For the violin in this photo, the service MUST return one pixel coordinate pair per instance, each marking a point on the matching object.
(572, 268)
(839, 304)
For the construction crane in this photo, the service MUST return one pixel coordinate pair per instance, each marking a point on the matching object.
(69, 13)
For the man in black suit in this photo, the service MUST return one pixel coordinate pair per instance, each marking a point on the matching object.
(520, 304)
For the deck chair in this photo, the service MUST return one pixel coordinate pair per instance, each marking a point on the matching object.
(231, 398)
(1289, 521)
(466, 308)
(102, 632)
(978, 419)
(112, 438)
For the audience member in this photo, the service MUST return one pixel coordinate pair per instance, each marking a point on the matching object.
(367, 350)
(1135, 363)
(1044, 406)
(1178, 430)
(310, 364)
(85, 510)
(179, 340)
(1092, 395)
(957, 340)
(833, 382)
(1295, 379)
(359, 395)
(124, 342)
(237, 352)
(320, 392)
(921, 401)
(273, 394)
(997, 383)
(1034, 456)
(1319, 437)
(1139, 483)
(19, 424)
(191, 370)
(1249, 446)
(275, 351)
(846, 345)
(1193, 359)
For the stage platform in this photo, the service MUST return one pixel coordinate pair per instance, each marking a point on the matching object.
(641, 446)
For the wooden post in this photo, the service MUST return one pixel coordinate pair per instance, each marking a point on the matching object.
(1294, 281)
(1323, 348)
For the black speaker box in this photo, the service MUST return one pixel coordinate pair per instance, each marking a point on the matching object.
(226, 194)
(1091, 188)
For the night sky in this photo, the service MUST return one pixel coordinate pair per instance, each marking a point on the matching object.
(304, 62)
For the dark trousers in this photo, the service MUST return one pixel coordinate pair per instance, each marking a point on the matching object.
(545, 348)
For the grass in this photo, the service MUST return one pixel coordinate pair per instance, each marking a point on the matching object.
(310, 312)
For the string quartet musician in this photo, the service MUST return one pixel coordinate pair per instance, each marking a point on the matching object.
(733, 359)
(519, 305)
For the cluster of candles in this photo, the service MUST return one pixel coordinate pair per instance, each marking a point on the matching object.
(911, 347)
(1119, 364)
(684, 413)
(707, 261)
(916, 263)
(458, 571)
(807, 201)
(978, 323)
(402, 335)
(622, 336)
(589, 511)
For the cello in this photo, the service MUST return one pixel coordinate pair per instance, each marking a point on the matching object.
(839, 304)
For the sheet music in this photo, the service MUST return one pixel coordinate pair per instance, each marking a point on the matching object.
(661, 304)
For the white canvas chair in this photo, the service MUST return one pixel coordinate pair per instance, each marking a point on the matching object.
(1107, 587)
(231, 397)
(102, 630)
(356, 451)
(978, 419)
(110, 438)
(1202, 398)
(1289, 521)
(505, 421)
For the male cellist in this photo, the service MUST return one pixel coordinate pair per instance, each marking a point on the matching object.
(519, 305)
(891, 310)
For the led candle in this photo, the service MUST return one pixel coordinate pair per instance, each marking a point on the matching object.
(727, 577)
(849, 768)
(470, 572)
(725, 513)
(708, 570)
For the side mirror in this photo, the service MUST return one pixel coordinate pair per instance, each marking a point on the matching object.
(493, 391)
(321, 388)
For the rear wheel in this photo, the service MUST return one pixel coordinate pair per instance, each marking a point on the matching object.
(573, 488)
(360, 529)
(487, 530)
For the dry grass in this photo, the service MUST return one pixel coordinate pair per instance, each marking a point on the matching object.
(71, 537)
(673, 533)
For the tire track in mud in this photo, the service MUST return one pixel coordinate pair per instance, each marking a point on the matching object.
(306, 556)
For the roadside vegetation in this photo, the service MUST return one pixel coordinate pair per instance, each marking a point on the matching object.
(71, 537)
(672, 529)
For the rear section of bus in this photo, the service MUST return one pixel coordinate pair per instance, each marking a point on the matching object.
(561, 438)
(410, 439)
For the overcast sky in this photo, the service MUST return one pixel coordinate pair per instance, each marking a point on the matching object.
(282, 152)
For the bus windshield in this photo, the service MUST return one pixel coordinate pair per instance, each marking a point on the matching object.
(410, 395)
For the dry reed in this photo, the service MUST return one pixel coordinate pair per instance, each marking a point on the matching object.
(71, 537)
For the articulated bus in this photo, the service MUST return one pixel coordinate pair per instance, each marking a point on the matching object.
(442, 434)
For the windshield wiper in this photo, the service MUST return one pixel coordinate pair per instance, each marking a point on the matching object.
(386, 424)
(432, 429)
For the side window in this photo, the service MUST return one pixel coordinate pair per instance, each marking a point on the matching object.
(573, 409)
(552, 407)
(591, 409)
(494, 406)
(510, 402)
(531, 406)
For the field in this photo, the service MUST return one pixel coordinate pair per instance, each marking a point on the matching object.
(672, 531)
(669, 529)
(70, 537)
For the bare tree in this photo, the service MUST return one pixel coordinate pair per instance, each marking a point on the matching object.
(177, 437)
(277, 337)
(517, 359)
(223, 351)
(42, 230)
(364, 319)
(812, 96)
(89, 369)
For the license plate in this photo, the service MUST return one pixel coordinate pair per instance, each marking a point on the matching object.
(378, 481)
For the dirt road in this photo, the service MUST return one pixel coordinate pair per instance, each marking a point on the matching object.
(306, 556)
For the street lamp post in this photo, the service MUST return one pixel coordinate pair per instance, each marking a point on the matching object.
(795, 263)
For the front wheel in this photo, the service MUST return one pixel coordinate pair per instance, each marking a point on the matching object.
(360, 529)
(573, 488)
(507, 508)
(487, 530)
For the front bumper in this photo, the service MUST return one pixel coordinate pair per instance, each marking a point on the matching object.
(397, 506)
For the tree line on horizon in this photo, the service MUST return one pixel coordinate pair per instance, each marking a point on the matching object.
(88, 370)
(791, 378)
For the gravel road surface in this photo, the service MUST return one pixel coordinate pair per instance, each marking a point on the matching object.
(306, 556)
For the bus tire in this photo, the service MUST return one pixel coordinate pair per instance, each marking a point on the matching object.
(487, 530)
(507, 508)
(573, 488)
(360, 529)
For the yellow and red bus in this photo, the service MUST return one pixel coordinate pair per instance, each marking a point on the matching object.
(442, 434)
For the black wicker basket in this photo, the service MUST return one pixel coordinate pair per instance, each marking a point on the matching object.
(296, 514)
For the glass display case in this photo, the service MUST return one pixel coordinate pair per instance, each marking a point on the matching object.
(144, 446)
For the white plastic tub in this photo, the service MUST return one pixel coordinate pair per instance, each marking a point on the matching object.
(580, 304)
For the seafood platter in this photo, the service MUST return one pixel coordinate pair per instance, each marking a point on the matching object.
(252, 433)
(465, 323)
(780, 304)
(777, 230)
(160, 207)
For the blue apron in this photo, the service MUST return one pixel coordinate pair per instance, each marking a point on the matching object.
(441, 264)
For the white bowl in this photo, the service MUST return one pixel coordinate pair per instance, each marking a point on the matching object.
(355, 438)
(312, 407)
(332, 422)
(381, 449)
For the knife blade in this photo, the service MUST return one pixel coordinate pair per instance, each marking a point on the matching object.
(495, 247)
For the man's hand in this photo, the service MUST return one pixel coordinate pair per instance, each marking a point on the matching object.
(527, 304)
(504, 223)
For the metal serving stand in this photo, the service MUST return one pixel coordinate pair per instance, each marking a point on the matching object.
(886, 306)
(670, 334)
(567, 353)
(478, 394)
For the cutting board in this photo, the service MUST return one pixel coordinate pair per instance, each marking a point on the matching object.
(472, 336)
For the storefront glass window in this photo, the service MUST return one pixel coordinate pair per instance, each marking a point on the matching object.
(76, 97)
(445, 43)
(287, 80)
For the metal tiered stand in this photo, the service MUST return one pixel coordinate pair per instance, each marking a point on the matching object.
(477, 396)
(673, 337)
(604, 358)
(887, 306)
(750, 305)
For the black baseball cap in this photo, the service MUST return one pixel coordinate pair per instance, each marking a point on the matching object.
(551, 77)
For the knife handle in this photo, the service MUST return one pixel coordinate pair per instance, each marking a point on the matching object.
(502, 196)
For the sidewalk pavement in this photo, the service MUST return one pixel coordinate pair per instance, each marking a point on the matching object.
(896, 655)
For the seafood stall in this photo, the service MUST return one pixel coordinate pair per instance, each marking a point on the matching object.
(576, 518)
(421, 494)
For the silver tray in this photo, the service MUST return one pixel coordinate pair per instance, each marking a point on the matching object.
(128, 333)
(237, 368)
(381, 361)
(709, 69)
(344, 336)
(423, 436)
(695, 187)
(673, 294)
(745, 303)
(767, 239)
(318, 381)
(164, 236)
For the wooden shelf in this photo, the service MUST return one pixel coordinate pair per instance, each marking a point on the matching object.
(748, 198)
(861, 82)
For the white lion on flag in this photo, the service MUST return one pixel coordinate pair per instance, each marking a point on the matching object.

EXERCISE TASK:
Copy the entries from the line containing "For the knife handle" through the last line, with both ends included. Keep the request lines unchanged, and shift every coordinate value in the answers up by 133.

TASK RESULT:
For the knife handle in this photo, the service MUST return one pixel coordinate pair per instance, each marking a point on the matching object.
(635, 329)
For the sidewalk pavement in this photo, the service MUST return one pixel coordinate pair per instance, each marking a point on the matching object.
(1029, 788)
For the seafood stall in this photo, the service MUST return one pixel coordinate pair per instance, each marking a point on the matching object.
(709, 651)
(554, 627)
For the silver tray in this photo, the service MUST return one pixel coordinate pair per instance, each marking a point on the matching object.
(261, 466)
(370, 501)
(514, 494)
(842, 202)
(477, 469)
(556, 569)
(828, 320)
(806, 427)
(878, 436)
(900, 372)
(451, 514)
(297, 369)
For the wooden shelf in this photo, the service MUST return one pixel coordinate pair per instance, each marking a point on the matching object.
(881, 331)
(994, 215)
For the white lion on flag in this photo, the service MUST return one pixel coordinate pair per instance, each marking a point on the matching object.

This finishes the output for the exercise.